**MATERIAL FOR THE TASK:**

** BEGIN **

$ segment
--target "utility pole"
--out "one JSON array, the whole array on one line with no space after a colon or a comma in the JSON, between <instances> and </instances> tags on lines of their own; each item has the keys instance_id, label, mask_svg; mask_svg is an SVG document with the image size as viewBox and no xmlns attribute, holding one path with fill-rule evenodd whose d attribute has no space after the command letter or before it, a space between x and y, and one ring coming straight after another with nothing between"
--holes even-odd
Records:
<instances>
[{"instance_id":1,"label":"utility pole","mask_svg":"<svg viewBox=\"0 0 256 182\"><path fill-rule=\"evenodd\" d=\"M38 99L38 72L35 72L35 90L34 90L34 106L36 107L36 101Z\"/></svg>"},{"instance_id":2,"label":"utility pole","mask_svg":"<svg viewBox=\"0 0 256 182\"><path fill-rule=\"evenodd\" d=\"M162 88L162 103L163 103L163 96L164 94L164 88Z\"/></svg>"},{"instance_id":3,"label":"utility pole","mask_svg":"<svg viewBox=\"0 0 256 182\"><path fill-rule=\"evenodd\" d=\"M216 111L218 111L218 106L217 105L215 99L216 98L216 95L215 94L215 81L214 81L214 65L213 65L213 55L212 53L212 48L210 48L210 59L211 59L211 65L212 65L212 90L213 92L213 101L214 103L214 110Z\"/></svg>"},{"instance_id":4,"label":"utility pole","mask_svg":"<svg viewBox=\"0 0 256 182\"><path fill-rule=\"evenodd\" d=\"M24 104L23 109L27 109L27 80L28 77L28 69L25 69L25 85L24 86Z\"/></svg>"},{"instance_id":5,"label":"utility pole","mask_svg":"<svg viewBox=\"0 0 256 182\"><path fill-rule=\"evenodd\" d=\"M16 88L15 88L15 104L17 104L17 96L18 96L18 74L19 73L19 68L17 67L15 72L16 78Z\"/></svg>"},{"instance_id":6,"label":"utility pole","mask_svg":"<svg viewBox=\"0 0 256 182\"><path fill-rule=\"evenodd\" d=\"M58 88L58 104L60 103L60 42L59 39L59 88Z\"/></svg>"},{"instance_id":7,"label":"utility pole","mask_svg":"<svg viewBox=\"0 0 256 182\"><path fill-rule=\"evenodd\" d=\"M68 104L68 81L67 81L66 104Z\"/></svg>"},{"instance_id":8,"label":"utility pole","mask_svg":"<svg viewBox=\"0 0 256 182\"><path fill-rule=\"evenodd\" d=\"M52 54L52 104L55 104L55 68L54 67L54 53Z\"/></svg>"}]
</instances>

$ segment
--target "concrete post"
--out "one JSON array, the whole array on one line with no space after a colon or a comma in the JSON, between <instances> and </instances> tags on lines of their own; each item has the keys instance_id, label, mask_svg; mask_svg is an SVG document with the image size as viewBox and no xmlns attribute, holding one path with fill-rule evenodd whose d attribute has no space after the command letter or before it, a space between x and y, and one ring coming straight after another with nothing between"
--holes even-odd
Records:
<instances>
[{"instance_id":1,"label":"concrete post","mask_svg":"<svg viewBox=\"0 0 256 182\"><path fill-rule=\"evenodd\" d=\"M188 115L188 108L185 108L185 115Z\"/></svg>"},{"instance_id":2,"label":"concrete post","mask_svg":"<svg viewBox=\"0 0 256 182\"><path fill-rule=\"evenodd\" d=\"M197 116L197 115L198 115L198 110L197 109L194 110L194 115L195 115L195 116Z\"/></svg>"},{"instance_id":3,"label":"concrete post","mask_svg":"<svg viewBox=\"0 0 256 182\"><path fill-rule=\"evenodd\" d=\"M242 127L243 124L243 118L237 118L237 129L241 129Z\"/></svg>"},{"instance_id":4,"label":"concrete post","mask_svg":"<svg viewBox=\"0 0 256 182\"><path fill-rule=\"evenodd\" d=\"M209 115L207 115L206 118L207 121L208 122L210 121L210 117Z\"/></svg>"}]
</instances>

** END **

**TASK DESCRIPTION:** Copy each line of the data exactly, leaving nothing out.

**ANSWER TO THE PROBLEM:**
$ segment
--target "utility pole"
--out "one JSON array, the whole array on one line with no space after a colon or a comma in the JSON, between <instances> and </instances> tags on lines of their own; each item has the keys instance_id, label, mask_svg; mask_svg is an SVG document with the image size as viewBox and no xmlns attribute, holding one path with fill-rule evenodd whose d attribute has no space after the command letter or before it, a space between x and y, and one ring coming straight after another with nothing between"
--holes even-odd
Records:
<instances>
[{"instance_id":1,"label":"utility pole","mask_svg":"<svg viewBox=\"0 0 256 182\"><path fill-rule=\"evenodd\" d=\"M38 99L38 72L35 72L35 90L34 90L34 106L36 107L36 101Z\"/></svg>"},{"instance_id":2,"label":"utility pole","mask_svg":"<svg viewBox=\"0 0 256 182\"><path fill-rule=\"evenodd\" d=\"M162 88L162 103L163 103L163 96L164 94L164 88Z\"/></svg>"},{"instance_id":3,"label":"utility pole","mask_svg":"<svg viewBox=\"0 0 256 182\"><path fill-rule=\"evenodd\" d=\"M216 111L218 111L218 106L217 105L215 99L216 98L216 95L215 94L215 81L214 81L214 65L213 65L213 55L212 53L212 48L210 48L210 59L211 59L211 65L212 65L212 90L213 92L213 101L214 103L214 110Z\"/></svg>"},{"instance_id":4,"label":"utility pole","mask_svg":"<svg viewBox=\"0 0 256 182\"><path fill-rule=\"evenodd\" d=\"M24 104L23 109L27 109L27 80L28 77L28 69L25 69L25 85L24 86Z\"/></svg>"},{"instance_id":5,"label":"utility pole","mask_svg":"<svg viewBox=\"0 0 256 182\"><path fill-rule=\"evenodd\" d=\"M16 88L15 88L15 104L17 104L17 96L18 96L18 74L19 73L19 68L17 67L15 72L16 78Z\"/></svg>"},{"instance_id":6,"label":"utility pole","mask_svg":"<svg viewBox=\"0 0 256 182\"><path fill-rule=\"evenodd\" d=\"M58 88L58 104L60 103L60 42L59 39L59 88Z\"/></svg>"},{"instance_id":7,"label":"utility pole","mask_svg":"<svg viewBox=\"0 0 256 182\"><path fill-rule=\"evenodd\" d=\"M68 104L68 81L67 81L66 104Z\"/></svg>"},{"instance_id":8,"label":"utility pole","mask_svg":"<svg viewBox=\"0 0 256 182\"><path fill-rule=\"evenodd\" d=\"M52 54L52 104L55 104L55 68L54 67L54 53Z\"/></svg>"}]
</instances>

$ segment
--target "concrete post"
--out "one JSON array, the whole array on one line with no space after a colon or a comma in the JSON, between <instances> and </instances> tags on lines of their own; each item has the keys instance_id, label, mask_svg; mask_svg is an SVG document with the image size as viewBox and no xmlns attribute, holding one path with fill-rule evenodd whose d attribute has no space after the command letter or before it, a space between x and y, and one ring coming straight after another with nothing between"
--holes even-odd
Records:
<instances>
[{"instance_id":1,"label":"concrete post","mask_svg":"<svg viewBox=\"0 0 256 182\"><path fill-rule=\"evenodd\" d=\"M188 115L188 108L185 108L185 115Z\"/></svg>"},{"instance_id":2,"label":"concrete post","mask_svg":"<svg viewBox=\"0 0 256 182\"><path fill-rule=\"evenodd\" d=\"M197 116L197 115L198 115L198 110L197 109L194 110L194 115L195 115L195 116Z\"/></svg>"},{"instance_id":3,"label":"concrete post","mask_svg":"<svg viewBox=\"0 0 256 182\"><path fill-rule=\"evenodd\" d=\"M242 127L243 124L243 118L237 118L237 129L241 129Z\"/></svg>"},{"instance_id":4,"label":"concrete post","mask_svg":"<svg viewBox=\"0 0 256 182\"><path fill-rule=\"evenodd\" d=\"M209 115L207 115L206 118L207 121L208 122L210 121L210 117Z\"/></svg>"}]
</instances>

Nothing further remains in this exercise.